Begin Records for this task

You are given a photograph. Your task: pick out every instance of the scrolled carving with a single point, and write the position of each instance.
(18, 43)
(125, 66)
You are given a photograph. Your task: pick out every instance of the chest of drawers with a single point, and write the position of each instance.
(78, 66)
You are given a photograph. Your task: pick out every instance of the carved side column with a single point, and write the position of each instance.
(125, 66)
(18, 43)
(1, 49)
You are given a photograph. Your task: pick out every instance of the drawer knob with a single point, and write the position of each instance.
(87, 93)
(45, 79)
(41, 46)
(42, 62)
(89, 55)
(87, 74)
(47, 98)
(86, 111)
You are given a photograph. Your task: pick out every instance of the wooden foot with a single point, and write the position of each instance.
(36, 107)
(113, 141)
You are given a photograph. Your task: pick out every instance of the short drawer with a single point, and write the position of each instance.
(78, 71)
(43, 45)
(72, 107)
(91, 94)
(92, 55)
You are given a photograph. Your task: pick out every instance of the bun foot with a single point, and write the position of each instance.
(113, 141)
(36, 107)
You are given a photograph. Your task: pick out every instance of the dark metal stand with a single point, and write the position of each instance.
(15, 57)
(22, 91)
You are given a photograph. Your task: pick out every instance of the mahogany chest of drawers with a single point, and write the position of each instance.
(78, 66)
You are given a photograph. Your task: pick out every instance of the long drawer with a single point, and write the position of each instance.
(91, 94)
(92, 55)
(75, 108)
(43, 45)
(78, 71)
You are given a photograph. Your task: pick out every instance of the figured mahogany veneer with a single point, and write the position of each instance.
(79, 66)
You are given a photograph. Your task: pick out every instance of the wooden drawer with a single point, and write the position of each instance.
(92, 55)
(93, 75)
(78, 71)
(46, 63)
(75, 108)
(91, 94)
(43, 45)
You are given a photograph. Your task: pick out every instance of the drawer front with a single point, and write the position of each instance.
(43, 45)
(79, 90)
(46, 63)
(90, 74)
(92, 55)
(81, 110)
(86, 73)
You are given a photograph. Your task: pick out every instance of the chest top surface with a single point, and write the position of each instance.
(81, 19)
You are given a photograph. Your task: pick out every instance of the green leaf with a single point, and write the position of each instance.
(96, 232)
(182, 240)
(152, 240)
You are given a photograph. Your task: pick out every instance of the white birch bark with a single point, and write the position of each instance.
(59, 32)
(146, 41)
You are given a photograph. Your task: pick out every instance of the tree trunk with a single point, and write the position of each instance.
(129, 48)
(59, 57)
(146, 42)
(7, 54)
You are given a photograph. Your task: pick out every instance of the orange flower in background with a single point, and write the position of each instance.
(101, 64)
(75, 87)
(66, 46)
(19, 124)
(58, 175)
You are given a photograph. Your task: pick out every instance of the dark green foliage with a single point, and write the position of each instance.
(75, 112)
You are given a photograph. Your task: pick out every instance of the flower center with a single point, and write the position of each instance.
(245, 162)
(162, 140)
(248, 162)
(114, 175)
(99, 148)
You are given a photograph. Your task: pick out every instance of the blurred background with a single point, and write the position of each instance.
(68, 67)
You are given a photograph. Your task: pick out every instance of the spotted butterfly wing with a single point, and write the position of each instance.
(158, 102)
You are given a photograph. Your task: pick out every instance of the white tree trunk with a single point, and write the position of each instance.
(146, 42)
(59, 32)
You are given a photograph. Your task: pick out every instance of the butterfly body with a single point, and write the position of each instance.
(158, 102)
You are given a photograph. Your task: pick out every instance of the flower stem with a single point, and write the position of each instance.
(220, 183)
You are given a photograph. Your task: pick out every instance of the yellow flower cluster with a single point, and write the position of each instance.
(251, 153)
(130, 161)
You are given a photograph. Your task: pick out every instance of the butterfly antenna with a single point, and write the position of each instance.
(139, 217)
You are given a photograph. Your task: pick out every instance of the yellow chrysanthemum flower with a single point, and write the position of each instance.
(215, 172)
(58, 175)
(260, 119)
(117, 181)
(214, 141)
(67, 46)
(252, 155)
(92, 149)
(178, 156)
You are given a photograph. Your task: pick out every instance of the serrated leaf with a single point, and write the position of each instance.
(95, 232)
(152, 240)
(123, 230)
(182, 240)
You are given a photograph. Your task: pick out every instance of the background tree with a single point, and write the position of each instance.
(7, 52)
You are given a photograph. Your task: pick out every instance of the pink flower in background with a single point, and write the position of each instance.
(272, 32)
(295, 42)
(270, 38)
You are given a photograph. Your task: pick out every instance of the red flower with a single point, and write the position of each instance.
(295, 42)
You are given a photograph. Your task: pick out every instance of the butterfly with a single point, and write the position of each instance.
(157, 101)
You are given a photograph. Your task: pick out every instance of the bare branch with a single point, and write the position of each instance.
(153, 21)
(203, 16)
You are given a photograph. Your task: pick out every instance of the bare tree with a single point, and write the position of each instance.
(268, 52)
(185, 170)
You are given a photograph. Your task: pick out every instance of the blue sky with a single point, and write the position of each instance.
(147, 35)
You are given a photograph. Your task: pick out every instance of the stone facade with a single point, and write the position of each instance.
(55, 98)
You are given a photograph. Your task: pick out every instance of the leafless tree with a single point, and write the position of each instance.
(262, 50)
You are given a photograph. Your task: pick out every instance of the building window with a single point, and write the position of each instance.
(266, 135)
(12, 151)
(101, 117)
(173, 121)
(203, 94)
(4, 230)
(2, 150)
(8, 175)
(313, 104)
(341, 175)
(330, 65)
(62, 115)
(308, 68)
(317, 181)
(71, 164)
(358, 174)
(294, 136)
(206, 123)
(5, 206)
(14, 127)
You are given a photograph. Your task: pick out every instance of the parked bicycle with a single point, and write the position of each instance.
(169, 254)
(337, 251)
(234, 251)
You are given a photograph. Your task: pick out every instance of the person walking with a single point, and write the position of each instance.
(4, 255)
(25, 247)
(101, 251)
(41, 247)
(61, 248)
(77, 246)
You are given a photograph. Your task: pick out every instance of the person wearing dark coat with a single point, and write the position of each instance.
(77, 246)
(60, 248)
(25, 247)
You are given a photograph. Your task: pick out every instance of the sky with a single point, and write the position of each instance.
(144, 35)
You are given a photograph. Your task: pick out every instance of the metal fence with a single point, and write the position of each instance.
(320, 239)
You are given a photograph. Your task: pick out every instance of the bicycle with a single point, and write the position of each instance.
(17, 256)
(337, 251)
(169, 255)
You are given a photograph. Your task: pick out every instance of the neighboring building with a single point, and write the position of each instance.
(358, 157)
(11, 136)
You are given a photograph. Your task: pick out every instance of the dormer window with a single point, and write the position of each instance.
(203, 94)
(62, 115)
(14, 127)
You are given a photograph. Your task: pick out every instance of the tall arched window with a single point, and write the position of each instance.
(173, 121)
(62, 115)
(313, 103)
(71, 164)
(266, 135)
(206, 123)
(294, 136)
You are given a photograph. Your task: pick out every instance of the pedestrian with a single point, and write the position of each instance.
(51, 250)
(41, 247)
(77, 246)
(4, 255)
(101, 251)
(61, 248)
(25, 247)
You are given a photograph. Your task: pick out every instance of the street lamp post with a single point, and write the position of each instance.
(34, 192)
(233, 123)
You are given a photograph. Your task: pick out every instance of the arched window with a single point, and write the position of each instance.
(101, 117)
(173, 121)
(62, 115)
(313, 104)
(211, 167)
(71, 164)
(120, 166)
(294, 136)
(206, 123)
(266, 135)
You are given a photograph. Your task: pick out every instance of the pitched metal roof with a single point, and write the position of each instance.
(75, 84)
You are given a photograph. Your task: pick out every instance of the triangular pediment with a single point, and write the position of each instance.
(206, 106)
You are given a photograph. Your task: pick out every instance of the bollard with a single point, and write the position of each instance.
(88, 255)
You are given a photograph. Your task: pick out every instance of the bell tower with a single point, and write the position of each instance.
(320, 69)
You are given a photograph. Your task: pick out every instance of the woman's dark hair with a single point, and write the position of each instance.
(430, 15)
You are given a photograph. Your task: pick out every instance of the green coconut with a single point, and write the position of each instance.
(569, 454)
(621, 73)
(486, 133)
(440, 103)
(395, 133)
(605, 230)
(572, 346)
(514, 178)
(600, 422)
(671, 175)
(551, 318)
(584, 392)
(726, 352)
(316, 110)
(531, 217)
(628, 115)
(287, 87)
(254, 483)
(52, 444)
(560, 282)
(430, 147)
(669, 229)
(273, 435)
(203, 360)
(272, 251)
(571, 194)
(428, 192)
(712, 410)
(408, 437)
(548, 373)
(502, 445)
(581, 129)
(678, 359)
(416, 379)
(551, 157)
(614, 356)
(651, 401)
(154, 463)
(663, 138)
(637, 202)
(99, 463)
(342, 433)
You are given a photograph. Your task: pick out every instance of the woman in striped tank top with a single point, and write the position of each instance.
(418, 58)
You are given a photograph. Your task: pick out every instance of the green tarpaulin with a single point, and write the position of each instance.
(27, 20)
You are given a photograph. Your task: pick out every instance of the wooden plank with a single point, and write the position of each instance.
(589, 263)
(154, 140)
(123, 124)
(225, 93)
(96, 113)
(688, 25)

End Records for this task

- _Stated exercise_
Each line from the one containing "the woman in" through the end of the entries, both included, is to be returned exactly, with no other lines.

- _Correct answer_
You are given a photograph. Your task: pick out every instance of the woman in striped tank top with a single point, and write the position of each instance.
(418, 58)
You are given a photograph. Your task: pick out every instance of the green tarpaulin with a single point, and write the position of each instance.
(27, 20)
You are given a photograph. Your task: pick out every instance of the wooden plank with a single point, and write the position of each instance.
(589, 263)
(154, 140)
(123, 124)
(225, 93)
(96, 113)
(688, 25)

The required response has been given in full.